[STATED GOAL]: Pick out each line in the data below that contains the string "camouflage" and copy those lines in full.

[DATASET RECORDS]:
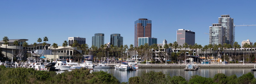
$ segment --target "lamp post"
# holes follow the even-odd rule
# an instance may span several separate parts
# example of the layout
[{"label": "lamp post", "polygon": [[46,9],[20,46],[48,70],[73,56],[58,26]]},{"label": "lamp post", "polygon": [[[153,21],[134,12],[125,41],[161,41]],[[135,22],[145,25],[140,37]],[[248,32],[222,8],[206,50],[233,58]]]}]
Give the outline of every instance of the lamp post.
[{"label": "lamp post", "polygon": [[107,52],[108,53],[108,59],[109,59],[109,58],[108,58],[108,51]]}]

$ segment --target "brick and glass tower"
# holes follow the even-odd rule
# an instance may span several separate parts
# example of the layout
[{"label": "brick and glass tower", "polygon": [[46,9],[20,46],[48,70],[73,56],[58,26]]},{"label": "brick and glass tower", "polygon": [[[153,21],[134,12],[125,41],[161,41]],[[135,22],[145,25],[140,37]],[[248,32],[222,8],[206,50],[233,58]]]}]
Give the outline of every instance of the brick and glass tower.
[{"label": "brick and glass tower", "polygon": [[134,46],[138,46],[138,38],[151,37],[151,20],[139,19],[135,21],[134,28]]}]

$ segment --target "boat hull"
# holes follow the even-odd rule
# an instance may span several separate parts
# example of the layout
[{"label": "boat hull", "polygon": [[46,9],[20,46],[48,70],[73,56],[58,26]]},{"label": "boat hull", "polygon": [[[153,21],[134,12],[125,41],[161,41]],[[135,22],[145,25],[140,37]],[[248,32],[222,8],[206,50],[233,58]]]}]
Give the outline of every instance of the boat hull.
[{"label": "boat hull", "polygon": [[69,69],[70,66],[68,65],[57,65],[55,66],[56,67],[55,69],[59,69],[61,71],[68,70]]},{"label": "boat hull", "polygon": [[94,68],[109,68],[110,66],[95,66]]},{"label": "boat hull", "polygon": [[121,66],[121,67],[115,67],[115,68],[117,70],[129,70],[131,69],[131,67],[129,66]]}]

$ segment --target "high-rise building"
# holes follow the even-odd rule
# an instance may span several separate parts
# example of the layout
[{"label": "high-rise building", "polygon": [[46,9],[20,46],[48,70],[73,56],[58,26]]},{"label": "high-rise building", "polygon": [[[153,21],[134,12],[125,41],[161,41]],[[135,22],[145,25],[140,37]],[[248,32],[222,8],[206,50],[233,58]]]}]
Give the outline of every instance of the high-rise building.
[{"label": "high-rise building", "polygon": [[157,39],[149,37],[138,38],[138,46],[144,45],[146,43],[148,44],[150,46],[153,44],[157,44]]},{"label": "high-rise building", "polygon": [[85,38],[81,38],[79,37],[68,37],[68,45],[73,44],[75,40],[76,40],[77,43],[82,45],[82,44],[85,44],[86,41]]},{"label": "high-rise building", "polygon": [[147,19],[139,19],[134,22],[134,46],[138,46],[138,38],[151,37],[151,21]]},{"label": "high-rise building", "polygon": [[248,43],[248,44],[250,45],[252,45],[252,42],[251,42],[249,39],[247,39],[246,41],[244,41],[242,42],[242,47],[243,47],[243,46],[244,46],[244,44],[245,43]]},{"label": "high-rise building", "polygon": [[190,30],[179,29],[177,31],[177,42],[179,45],[187,43],[188,45],[195,44],[195,33]]},{"label": "high-rise building", "polygon": [[[218,18],[219,24],[220,25],[219,25],[219,27],[215,27],[218,26],[217,26],[218,24],[212,24],[212,26],[209,27],[209,43],[213,44],[217,43],[221,43],[221,44],[226,43],[233,45],[235,42],[234,19],[230,18],[229,15],[221,15],[221,17]],[[220,28],[217,29],[218,27]],[[223,29],[220,28],[221,27],[223,27]],[[220,35],[220,34],[221,34]],[[222,40],[221,41],[223,42],[220,42],[221,41],[219,40],[220,38],[221,38],[222,40]],[[218,40],[218,42],[215,42],[217,41],[215,40]]]},{"label": "high-rise building", "polygon": [[92,37],[92,45],[97,47],[99,48],[100,48],[100,45],[104,45],[104,34],[97,33],[94,34]]},{"label": "high-rise building", "polygon": [[123,45],[123,37],[121,36],[120,34],[114,34],[110,35],[110,45],[113,45],[120,47],[120,46]]},{"label": "high-rise building", "polygon": [[224,40],[224,28],[220,24],[213,24],[210,27],[210,44],[223,44]]}]

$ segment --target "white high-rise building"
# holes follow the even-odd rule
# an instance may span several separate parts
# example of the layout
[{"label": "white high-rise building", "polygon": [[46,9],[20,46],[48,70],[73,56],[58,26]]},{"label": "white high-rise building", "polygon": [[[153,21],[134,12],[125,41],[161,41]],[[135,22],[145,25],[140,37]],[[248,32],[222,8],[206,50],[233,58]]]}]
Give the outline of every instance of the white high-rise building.
[{"label": "white high-rise building", "polygon": [[[229,15],[221,15],[221,17],[218,18],[219,24],[220,24],[219,27],[213,26],[213,24],[217,25],[216,24],[212,24],[212,26],[209,27],[209,43],[213,44],[217,43],[218,44],[221,43],[221,44],[226,43],[233,45],[235,42],[234,19],[230,18]],[[223,27],[223,29],[221,29],[221,30],[220,29],[220,28],[217,29],[216,27],[220,27],[220,26]],[[221,35],[220,35],[220,34]],[[219,35],[217,36],[217,35]],[[216,38],[218,39],[221,37],[222,40],[221,41],[218,40],[218,42],[216,42],[216,41],[213,40],[213,39],[216,39]],[[223,42],[220,42],[221,41]]]},{"label": "white high-rise building", "polygon": [[195,33],[190,30],[179,29],[177,31],[177,42],[179,45],[187,43],[194,45],[195,43]]}]

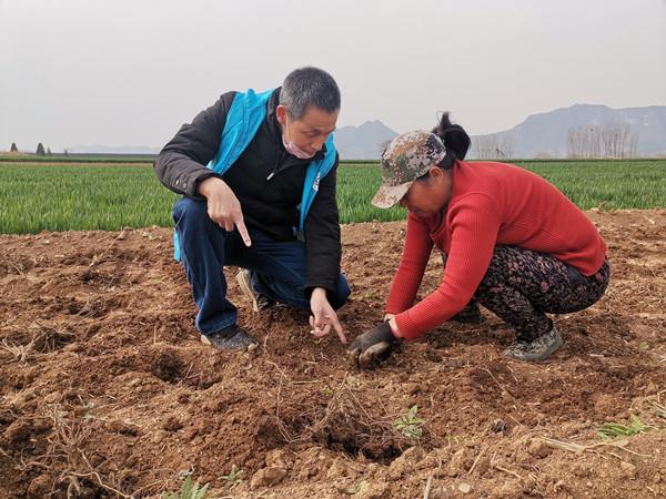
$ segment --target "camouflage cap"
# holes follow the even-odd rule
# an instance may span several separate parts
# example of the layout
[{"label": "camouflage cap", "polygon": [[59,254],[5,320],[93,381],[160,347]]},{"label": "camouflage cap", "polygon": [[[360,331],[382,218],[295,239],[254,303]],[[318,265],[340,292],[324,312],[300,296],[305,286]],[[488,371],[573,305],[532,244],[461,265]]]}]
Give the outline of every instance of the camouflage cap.
[{"label": "camouflage cap", "polygon": [[397,135],[382,154],[382,185],[372,200],[387,208],[400,202],[410,185],[446,156],[442,140],[425,130]]}]

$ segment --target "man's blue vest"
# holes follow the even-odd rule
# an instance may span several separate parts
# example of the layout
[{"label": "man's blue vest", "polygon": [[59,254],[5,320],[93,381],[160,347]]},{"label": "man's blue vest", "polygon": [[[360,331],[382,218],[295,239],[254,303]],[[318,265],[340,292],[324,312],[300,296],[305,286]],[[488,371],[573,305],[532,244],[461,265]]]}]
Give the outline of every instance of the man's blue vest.
[{"label": "man's blue vest", "polygon": [[[222,131],[220,150],[215,157],[208,164],[213,172],[223,175],[245,151],[262,122],[266,118],[266,104],[274,90],[255,93],[250,89],[248,92],[236,92],[231,109],[226,114],[226,123]],[[335,144],[333,134],[326,140],[326,153],[322,160],[313,161],[305,171],[303,183],[303,197],[301,198],[299,228],[304,233],[305,217],[312,206],[314,196],[319,191],[320,180],[331,172],[335,165]],[[180,244],[178,233],[173,233],[173,257],[180,262]]]}]

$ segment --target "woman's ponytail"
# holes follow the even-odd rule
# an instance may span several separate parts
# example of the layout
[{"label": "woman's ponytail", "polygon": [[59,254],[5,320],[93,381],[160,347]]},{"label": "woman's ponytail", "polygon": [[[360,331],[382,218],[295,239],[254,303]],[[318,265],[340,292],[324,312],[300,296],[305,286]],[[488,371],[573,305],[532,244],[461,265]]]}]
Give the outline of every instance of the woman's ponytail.
[{"label": "woman's ponytail", "polygon": [[442,114],[440,124],[433,129],[433,133],[442,139],[446,147],[446,157],[440,163],[440,167],[450,170],[456,160],[464,160],[470,150],[470,135],[458,125],[451,123],[448,113]]}]

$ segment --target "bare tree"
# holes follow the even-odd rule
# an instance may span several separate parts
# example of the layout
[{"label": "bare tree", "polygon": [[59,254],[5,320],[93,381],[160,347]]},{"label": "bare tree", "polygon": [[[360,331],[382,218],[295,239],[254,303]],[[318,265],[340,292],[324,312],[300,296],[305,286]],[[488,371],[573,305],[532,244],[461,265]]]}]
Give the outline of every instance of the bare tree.
[{"label": "bare tree", "polygon": [[634,157],[638,152],[638,132],[628,123],[572,126],[567,132],[568,157]]},{"label": "bare tree", "polygon": [[630,157],[638,152],[638,132],[633,132],[628,123],[606,123],[602,144],[606,157]]}]

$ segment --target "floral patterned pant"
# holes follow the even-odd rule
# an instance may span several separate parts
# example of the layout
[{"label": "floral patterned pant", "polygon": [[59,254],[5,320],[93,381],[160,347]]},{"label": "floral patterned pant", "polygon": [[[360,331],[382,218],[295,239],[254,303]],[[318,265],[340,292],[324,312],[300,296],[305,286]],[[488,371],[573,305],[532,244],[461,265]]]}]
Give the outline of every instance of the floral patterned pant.
[{"label": "floral patterned pant", "polygon": [[[553,256],[515,246],[496,246],[488,269],[474,294],[483,305],[531,340],[547,333],[549,314],[568,314],[595,304],[606,291],[610,265],[587,277]],[[470,306],[475,306],[471,303]]]}]

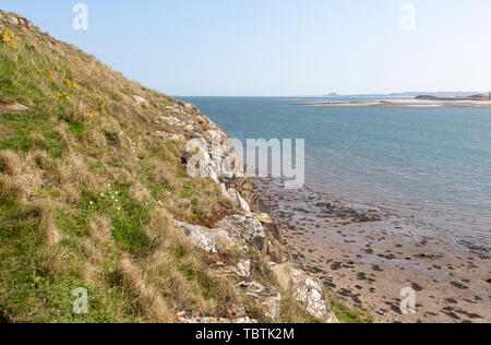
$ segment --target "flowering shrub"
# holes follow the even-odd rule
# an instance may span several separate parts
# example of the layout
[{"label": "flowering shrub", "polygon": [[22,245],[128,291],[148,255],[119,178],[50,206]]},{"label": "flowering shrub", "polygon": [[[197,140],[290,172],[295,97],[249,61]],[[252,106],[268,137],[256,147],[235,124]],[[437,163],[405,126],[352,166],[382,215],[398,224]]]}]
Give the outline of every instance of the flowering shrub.
[{"label": "flowering shrub", "polygon": [[12,50],[17,49],[17,43],[15,40],[15,34],[9,28],[0,28],[0,41],[9,45]]},{"label": "flowering shrub", "polygon": [[[52,68],[53,68],[55,72],[64,73],[63,79],[62,79],[63,80],[62,87],[64,90],[57,93],[58,98],[60,98],[64,102],[70,100],[72,98],[72,96],[76,97],[79,95],[79,94],[74,93],[76,91],[76,92],[82,93],[82,95],[85,94],[88,98],[88,105],[87,105],[87,111],[86,111],[86,115],[88,117],[94,118],[97,116],[97,114],[93,112],[92,109],[97,109],[99,112],[104,112],[104,110],[106,108],[106,103],[103,102],[101,99],[99,99],[99,97],[91,94],[89,92],[81,90],[81,87],[75,82],[77,74],[70,67],[68,67],[67,64],[63,64],[63,66],[53,64]],[[36,70],[36,72],[38,74],[46,75],[47,78],[55,81],[56,79],[55,79],[53,71],[44,71],[40,68],[38,68]]]}]

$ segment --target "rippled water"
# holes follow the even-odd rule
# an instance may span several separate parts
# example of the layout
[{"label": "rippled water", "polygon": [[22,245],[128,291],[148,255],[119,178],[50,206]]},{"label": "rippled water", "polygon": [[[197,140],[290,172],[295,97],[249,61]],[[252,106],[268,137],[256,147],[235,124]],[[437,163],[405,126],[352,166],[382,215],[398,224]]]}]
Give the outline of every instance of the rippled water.
[{"label": "rippled water", "polygon": [[491,109],[350,108],[188,97],[239,139],[306,139],[307,186],[491,242]]}]

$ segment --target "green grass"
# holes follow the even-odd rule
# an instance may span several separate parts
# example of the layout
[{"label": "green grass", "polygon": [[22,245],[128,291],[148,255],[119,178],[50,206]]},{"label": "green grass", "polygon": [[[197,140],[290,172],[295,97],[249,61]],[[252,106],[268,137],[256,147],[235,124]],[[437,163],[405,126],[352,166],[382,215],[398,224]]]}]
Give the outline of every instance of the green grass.
[{"label": "green grass", "polygon": [[342,323],[374,323],[375,319],[372,313],[366,309],[349,307],[342,302],[337,297],[327,294],[327,300],[336,318]]}]

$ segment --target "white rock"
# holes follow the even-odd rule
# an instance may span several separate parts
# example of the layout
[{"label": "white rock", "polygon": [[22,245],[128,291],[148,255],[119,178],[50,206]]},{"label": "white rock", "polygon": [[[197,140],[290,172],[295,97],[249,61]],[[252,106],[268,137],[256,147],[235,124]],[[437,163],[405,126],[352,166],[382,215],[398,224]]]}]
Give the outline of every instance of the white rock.
[{"label": "white rock", "polygon": [[163,131],[157,131],[155,132],[155,134],[157,134],[158,136],[161,136],[166,140],[185,140],[185,136],[182,134],[171,134],[171,133],[167,133],[167,132],[163,132]]},{"label": "white rock", "polygon": [[248,245],[263,248],[266,233],[261,223],[252,215],[227,216],[216,225],[236,238],[243,239]]},{"label": "white rock", "polygon": [[239,287],[246,296],[265,307],[267,317],[274,320],[279,318],[282,311],[282,295],[254,281],[241,282],[239,283]]},{"label": "white rock", "polygon": [[290,289],[312,316],[327,323],[337,323],[336,317],[327,310],[322,284],[290,263],[278,264],[272,271],[284,289]]},{"label": "white rock", "polygon": [[15,16],[8,16],[7,21],[12,25],[19,25],[19,20]]},{"label": "white rock", "polygon": [[240,260],[237,263],[238,275],[248,277],[251,275],[251,260]]},{"label": "white rock", "polygon": [[175,221],[173,224],[184,231],[195,247],[212,254],[226,252],[230,248],[237,248],[241,245],[224,229],[209,229],[178,221]]},{"label": "white rock", "polygon": [[240,207],[247,212],[247,213],[251,213],[251,206],[249,206],[249,203],[246,201],[246,199],[243,199],[242,197],[240,197],[240,193],[237,192],[237,199],[239,199],[239,204]]},{"label": "white rock", "polygon": [[256,320],[251,320],[249,317],[241,317],[238,319],[224,319],[224,318],[184,318],[184,313],[181,313],[179,316],[179,321],[181,323],[188,323],[188,324],[201,324],[201,323],[208,323],[208,324],[217,324],[217,323],[236,323],[236,324],[253,324],[258,323]]}]

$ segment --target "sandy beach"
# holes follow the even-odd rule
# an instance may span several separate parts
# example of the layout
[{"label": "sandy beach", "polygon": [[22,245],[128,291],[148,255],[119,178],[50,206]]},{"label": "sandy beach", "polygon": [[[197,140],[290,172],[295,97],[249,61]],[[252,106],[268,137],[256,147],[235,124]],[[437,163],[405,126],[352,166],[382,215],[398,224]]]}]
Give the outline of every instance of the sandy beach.
[{"label": "sandy beach", "polygon": [[[489,248],[450,238],[410,215],[288,191],[278,180],[256,179],[254,188],[297,264],[379,322],[491,320]],[[400,311],[405,287],[416,292],[415,314]]]},{"label": "sandy beach", "polygon": [[299,106],[311,107],[491,107],[491,100],[426,100],[394,99],[367,102],[315,102],[300,103]]}]

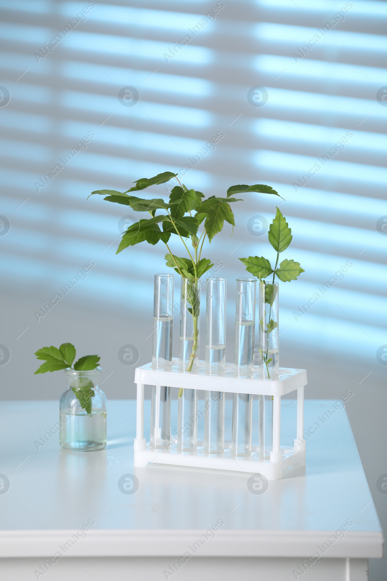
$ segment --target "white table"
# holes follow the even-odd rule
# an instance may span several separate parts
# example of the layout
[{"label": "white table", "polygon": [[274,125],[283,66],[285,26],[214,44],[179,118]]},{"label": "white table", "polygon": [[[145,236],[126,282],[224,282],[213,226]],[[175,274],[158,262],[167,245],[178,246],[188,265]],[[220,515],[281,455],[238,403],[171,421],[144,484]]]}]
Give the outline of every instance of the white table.
[{"label": "white table", "polygon": [[[284,402],[283,414],[295,403]],[[134,468],[135,401],[108,402],[108,446],[93,453],[62,450],[57,435],[38,451],[34,442],[58,421],[57,401],[2,402],[0,473],[10,488],[0,494],[0,579],[366,581],[383,538],[345,410],[323,424],[332,402],[305,403],[305,427],[321,424],[307,443],[306,468],[255,494],[243,473]],[[135,494],[118,488],[128,474],[139,481]],[[88,521],[95,524],[75,540]],[[217,521],[224,524],[198,543]],[[64,557],[48,572],[34,573],[57,551]],[[187,551],[194,556],[172,575]]]}]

[ANSWER FOR THIS EXERCISE]:
$ segment --target "camouflage cap"
[{"label": "camouflage cap", "polygon": [[59,254],[5,320],[93,381],[160,347]]},{"label": "camouflage cap", "polygon": [[[360,331],[382,218],[295,239],[254,303]],[[318,265],[340,292],[324,312],[300,296],[305,286]],[[488,371],[573,305],[532,244],[461,265]]]}]
Give the outline of every instance of the camouflage cap.
[{"label": "camouflage cap", "polygon": [[397,135],[382,154],[382,185],[372,200],[387,208],[400,202],[410,185],[446,156],[442,140],[425,130]]}]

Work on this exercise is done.